Exercise data
"""

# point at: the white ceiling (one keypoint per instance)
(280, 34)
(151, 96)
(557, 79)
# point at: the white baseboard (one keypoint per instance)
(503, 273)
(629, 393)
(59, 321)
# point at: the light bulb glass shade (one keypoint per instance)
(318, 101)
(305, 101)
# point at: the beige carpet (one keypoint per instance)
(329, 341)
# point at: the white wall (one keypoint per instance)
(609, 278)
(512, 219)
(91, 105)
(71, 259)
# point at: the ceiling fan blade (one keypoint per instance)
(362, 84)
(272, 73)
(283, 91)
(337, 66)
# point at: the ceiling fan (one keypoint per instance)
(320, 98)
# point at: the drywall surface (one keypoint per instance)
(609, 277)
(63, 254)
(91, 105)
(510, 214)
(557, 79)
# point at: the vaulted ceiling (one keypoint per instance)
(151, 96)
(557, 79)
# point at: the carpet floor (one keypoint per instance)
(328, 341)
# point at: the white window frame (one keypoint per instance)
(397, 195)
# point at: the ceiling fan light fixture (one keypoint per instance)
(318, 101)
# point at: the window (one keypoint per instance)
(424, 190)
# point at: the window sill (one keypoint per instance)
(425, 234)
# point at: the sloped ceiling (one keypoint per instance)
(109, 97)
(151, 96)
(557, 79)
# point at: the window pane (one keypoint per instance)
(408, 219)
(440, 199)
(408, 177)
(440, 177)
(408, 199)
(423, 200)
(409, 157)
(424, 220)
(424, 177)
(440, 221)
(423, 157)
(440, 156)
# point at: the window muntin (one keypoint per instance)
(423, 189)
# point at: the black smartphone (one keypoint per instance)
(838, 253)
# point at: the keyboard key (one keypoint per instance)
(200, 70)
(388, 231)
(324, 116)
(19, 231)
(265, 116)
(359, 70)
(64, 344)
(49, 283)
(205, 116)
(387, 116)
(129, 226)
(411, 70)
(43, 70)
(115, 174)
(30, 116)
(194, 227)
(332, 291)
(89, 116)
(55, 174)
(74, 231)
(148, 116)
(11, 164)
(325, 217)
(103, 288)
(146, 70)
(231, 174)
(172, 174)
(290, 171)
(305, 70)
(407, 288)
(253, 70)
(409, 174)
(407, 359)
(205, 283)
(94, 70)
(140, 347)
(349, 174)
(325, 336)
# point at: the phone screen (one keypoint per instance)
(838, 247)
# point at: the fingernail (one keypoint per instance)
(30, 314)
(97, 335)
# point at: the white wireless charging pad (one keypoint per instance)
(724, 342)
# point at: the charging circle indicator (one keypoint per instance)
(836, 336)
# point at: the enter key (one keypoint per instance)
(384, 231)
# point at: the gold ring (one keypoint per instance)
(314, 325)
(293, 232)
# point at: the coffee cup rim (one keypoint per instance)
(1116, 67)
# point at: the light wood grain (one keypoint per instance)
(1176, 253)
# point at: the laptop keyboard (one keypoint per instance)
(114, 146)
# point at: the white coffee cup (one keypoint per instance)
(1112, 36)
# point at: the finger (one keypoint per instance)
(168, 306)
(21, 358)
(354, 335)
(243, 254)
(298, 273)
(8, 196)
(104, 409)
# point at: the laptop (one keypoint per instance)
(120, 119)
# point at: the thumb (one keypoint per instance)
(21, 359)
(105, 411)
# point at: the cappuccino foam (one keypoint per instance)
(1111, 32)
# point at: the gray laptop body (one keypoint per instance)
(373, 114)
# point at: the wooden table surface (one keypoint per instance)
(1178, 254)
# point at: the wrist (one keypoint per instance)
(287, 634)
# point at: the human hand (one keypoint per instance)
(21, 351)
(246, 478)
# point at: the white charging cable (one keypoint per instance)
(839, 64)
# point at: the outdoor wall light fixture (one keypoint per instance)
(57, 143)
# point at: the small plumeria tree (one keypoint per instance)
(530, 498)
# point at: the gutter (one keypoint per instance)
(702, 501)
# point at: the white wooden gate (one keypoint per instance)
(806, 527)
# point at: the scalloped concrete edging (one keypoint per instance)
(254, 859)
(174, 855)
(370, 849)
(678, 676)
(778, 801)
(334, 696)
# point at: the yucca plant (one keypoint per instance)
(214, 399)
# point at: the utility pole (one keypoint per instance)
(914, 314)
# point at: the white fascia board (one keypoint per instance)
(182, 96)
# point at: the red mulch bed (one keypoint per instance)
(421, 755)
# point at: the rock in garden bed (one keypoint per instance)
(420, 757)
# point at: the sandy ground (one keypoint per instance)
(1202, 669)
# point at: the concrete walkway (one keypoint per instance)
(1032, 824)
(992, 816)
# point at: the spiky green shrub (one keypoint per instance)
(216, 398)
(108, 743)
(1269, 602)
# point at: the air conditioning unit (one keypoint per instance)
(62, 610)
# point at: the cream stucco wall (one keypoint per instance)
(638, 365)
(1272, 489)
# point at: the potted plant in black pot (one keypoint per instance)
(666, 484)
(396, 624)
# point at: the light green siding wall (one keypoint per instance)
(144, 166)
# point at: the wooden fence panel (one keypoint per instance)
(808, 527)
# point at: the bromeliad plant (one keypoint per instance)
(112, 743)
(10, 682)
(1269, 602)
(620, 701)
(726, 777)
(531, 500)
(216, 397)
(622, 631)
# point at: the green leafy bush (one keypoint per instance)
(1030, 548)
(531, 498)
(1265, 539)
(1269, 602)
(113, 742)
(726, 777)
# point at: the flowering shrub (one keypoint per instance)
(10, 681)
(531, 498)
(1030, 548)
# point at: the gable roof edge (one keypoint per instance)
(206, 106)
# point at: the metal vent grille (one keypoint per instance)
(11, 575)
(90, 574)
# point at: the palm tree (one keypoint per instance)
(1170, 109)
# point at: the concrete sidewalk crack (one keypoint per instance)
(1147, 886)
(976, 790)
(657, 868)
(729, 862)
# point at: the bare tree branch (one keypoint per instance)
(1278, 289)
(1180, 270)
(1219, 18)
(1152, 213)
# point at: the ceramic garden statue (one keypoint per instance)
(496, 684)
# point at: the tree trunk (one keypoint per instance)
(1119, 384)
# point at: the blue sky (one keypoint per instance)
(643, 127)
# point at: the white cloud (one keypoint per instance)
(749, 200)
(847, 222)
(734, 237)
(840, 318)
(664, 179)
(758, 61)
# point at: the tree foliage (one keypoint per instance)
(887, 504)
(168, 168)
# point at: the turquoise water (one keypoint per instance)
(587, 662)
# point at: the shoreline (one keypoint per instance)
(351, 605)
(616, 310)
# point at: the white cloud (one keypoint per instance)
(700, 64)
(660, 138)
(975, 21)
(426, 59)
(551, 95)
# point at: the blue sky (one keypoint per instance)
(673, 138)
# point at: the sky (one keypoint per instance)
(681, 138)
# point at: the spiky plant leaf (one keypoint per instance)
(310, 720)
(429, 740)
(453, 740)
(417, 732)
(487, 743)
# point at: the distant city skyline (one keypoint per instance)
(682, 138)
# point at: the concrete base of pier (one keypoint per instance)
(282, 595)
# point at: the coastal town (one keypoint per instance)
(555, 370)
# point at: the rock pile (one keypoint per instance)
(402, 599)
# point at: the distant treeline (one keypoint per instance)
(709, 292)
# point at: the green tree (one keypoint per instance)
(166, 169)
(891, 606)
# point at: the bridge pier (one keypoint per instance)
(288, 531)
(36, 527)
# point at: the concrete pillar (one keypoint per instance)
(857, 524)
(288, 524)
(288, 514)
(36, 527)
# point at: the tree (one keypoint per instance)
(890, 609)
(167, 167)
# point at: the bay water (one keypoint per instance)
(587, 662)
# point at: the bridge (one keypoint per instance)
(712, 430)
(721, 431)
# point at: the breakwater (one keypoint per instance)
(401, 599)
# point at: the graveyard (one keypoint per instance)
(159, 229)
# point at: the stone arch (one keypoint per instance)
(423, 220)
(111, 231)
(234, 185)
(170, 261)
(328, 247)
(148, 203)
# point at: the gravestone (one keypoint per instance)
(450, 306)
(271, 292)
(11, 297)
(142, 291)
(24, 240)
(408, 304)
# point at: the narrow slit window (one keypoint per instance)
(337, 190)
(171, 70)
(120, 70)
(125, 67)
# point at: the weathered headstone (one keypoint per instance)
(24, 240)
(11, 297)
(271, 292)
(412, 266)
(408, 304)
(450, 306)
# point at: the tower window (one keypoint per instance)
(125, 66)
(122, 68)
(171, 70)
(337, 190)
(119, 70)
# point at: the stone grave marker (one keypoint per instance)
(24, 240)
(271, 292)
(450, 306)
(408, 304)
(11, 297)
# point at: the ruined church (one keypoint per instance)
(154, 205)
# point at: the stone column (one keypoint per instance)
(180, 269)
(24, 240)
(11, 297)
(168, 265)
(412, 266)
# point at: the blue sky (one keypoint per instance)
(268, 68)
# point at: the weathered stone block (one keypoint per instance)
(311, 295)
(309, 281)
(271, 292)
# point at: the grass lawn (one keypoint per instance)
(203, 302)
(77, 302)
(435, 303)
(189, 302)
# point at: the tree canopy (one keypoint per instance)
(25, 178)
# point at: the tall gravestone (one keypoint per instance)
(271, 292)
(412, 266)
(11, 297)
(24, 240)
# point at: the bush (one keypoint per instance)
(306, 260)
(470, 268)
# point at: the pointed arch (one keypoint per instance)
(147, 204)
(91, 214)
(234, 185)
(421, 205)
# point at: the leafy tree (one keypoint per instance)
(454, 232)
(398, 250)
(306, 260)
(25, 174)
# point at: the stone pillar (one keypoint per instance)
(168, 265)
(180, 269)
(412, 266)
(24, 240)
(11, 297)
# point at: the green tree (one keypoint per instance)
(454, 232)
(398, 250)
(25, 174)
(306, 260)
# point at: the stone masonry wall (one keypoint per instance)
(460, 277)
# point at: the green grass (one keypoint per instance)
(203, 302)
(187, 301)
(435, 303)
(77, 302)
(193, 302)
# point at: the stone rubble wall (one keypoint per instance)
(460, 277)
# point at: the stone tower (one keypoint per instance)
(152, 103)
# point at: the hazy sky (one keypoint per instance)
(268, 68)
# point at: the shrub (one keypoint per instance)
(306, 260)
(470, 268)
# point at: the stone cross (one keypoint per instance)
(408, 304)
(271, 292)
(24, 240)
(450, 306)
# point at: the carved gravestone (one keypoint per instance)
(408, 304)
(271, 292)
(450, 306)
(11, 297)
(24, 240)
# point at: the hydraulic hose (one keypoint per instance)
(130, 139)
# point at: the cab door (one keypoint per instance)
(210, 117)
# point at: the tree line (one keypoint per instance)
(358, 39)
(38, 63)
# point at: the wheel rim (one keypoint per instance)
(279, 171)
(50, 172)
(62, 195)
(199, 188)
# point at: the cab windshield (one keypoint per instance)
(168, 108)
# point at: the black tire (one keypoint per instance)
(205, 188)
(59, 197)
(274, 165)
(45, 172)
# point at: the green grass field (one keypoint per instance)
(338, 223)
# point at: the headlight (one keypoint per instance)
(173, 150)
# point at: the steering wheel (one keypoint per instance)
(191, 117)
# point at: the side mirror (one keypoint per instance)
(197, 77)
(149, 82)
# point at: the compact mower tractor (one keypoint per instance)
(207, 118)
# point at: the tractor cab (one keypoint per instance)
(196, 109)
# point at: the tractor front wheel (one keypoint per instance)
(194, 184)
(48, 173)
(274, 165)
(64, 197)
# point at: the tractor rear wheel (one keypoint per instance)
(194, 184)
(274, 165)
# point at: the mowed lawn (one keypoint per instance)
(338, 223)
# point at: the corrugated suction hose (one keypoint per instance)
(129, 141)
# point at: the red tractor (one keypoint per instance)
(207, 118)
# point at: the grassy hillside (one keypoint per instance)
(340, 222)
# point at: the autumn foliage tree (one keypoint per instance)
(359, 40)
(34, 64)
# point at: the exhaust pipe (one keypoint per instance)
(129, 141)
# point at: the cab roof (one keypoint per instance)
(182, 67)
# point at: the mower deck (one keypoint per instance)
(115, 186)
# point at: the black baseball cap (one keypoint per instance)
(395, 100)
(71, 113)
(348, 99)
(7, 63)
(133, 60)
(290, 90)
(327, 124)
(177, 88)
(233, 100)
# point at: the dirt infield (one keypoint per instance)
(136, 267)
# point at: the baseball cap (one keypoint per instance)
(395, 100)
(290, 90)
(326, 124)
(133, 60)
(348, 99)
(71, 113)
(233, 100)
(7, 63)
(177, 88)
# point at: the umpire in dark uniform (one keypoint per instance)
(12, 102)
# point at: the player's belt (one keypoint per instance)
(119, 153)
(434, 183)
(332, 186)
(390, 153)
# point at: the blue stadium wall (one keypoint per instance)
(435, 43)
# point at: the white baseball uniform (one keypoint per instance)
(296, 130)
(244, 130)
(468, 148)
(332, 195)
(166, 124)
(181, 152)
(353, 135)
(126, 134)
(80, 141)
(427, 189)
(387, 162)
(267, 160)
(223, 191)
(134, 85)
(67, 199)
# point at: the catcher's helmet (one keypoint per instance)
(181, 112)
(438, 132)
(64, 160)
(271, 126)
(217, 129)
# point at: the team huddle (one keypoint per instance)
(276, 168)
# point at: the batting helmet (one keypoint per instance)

"""

About this exercise
Please copy the line that holds "# point at: the catcher's" and each line under it through the last line above, exactly as they stand, adding nothing.

Written solution
# point at: the catcher's helmet (one keypoint per instance)
(181, 112)
(438, 132)
(64, 160)
(271, 126)
(217, 129)
# point at: the team huddle (one keypoint per instance)
(276, 168)
# point at: the batting helmet (one keypoint per instance)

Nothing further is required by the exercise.